Work instructions:
Your task is to transcribe the data in full.

Data for this exercise:

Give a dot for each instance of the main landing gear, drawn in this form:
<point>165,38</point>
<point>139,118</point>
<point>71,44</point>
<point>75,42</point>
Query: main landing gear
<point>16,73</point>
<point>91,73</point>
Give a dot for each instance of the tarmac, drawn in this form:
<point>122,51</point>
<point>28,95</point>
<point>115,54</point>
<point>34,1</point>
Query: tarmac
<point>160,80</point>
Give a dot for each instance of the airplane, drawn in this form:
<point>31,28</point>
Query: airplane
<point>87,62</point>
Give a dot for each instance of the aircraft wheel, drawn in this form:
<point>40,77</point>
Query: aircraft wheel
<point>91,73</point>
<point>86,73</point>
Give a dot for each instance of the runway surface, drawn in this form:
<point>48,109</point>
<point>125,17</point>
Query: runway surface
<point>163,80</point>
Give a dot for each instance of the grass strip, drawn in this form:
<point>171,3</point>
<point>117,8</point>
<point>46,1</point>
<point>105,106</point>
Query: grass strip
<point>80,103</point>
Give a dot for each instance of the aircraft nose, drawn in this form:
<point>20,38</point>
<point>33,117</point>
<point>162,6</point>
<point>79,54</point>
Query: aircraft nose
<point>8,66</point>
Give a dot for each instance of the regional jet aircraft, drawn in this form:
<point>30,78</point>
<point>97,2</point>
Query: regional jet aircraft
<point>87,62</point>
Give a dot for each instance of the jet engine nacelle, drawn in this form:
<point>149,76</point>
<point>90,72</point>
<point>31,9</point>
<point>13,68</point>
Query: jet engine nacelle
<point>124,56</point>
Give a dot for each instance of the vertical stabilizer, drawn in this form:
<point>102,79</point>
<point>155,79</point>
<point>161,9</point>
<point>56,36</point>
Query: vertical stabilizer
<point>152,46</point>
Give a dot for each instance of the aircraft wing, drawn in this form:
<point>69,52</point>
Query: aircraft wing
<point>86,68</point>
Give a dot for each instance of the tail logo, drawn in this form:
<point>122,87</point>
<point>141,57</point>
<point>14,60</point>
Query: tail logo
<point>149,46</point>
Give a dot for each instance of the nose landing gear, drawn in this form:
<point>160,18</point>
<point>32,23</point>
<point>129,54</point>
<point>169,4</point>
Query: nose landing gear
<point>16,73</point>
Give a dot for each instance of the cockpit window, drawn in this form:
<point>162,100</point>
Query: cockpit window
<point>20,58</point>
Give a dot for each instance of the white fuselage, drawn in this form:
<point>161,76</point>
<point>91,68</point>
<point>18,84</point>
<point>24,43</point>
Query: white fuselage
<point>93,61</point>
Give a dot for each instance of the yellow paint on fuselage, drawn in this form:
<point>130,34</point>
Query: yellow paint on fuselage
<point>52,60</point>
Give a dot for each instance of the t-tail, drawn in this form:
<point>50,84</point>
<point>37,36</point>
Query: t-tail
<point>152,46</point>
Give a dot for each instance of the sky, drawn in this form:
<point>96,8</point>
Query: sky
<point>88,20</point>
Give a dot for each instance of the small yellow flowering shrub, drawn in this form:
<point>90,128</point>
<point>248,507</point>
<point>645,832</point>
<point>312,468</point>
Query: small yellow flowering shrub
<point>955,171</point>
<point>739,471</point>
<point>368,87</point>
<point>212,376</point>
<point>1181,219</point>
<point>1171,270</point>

Finished answer:
Give a dot for each instance of the main landing gear, drawn in this form:
<point>165,38</point>
<point>139,118</point>
<point>71,44</point>
<point>75,42</point>
Query: main landing gear
<point>16,73</point>
<point>91,73</point>
Give a dot for each instance of the tarmac, drawn in this form:
<point>122,51</point>
<point>28,95</point>
<point>115,54</point>
<point>34,1</point>
Query: tarmac
<point>160,80</point>
Give a dot for each instance of the airplane, drawn in this form:
<point>31,28</point>
Query: airplane
<point>87,62</point>
Give a dot for each instance of the aircraft wheel, drawn in this form:
<point>40,77</point>
Query: aircraft wheel
<point>91,73</point>
<point>86,73</point>
Give a dot for each instance of the runway surface, drawn in this form:
<point>48,109</point>
<point>125,17</point>
Query: runway surface
<point>163,80</point>
Give a dot for each instance of the grass strip, drawn in this form:
<point>171,3</point>
<point>117,8</point>
<point>46,1</point>
<point>105,106</point>
Query: grass strip
<point>80,103</point>
Give a dot for each instance of the aircraft nose, drawn in this form:
<point>20,38</point>
<point>33,117</point>
<point>162,6</point>
<point>79,54</point>
Query: aircraft nose
<point>8,66</point>
Give a dot for each instance of the regional jet aircraft, drawn in this form:
<point>30,78</point>
<point>97,2</point>
Query: regional jet aircraft
<point>87,62</point>
Give a dot for each instance of the jet engine nacelle, drawn in this form:
<point>149,76</point>
<point>90,72</point>
<point>31,9</point>
<point>13,68</point>
Query: jet engine nacelle
<point>124,56</point>
Give a dot for each instance of the vertical stabilizer, drawn in this form:
<point>102,79</point>
<point>155,79</point>
<point>161,9</point>
<point>56,36</point>
Query: vertical stabilizer
<point>152,46</point>
Give a dot for each instance of the aircraft wing, drawn in this form:
<point>69,52</point>
Query: aircraft wing
<point>86,68</point>
Give a dot for each instance of the tail logo, drawn in this form:
<point>122,87</point>
<point>141,57</point>
<point>14,60</point>
Query: tail logo
<point>149,46</point>
Give a dot for each instance of the nose landing gear, drawn in this form:
<point>160,18</point>
<point>32,23</point>
<point>129,54</point>
<point>169,4</point>
Query: nose landing gear
<point>16,73</point>
Give a dot for each instance of the cockpit window, drawn in this form:
<point>162,100</point>
Query: cockpit window
<point>20,58</point>
Give a dot for each instance of the white fuselage, drawn in this form:
<point>161,76</point>
<point>91,68</point>
<point>18,84</point>
<point>24,43</point>
Query: white fuselage
<point>93,61</point>
Give a dot for each instance of the yellow paint on fuselage, drawn in this form:
<point>130,34</point>
Query: yellow paint on fuselage
<point>52,60</point>
Give a dot for each instance of the t-tail, drawn in this form:
<point>50,84</point>
<point>37,36</point>
Query: t-tail
<point>152,46</point>
Give a dot for each instance of the sky, drawn in this form:
<point>96,8</point>
Query: sky
<point>88,20</point>
Give a dot for each instance of the small yellow flowering shrub, drawn in this form:
<point>90,128</point>
<point>248,507</point>
<point>645,832</point>
<point>312,468</point>
Query: small yellow flowering shrub
<point>955,171</point>
<point>739,471</point>
<point>368,87</point>
<point>212,376</point>
<point>1181,219</point>
<point>1171,270</point>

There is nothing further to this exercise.